>> Begin Data listing

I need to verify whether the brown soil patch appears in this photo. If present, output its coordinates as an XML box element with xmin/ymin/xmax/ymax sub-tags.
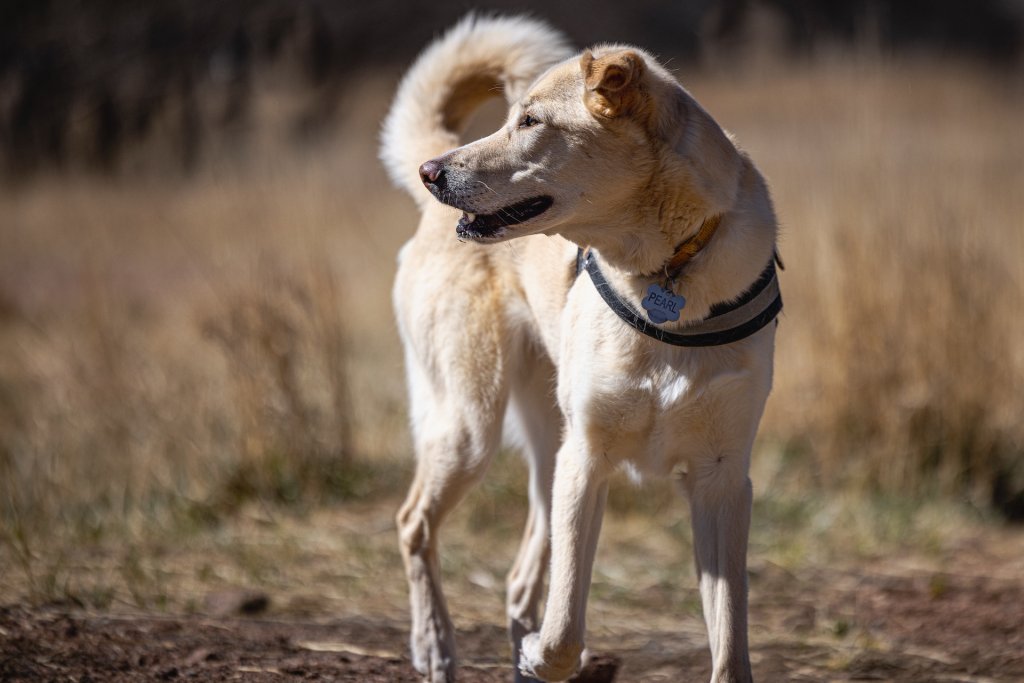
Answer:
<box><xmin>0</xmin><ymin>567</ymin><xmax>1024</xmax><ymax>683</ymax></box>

>> End Data listing
>> Begin Data listing

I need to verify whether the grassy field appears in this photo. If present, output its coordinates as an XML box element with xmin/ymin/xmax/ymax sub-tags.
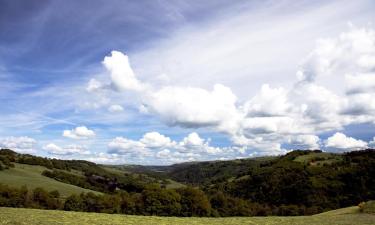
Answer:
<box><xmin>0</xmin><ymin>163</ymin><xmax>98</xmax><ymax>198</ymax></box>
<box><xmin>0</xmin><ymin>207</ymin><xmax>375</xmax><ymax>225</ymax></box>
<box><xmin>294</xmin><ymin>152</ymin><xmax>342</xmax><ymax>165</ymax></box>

>> End Data listing
>> Begin Data listing

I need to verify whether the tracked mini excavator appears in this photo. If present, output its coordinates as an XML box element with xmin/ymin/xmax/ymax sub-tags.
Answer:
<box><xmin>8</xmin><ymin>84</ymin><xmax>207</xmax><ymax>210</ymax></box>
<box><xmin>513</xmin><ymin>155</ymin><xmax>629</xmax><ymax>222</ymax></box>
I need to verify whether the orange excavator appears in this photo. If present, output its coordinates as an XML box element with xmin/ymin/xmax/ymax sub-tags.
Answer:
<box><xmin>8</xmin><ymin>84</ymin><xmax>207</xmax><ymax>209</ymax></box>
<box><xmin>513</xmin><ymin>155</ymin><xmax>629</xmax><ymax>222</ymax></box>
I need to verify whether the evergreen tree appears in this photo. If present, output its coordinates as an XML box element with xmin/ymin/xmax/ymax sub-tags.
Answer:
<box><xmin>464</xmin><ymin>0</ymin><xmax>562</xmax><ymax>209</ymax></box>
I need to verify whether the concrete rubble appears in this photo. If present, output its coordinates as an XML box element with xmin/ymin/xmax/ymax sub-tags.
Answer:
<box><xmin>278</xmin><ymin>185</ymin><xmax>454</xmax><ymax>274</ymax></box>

>> End Data listing

■ **What to do**
Count the lines above that contain the word "element" and give only that number.

■ **Written solution**
6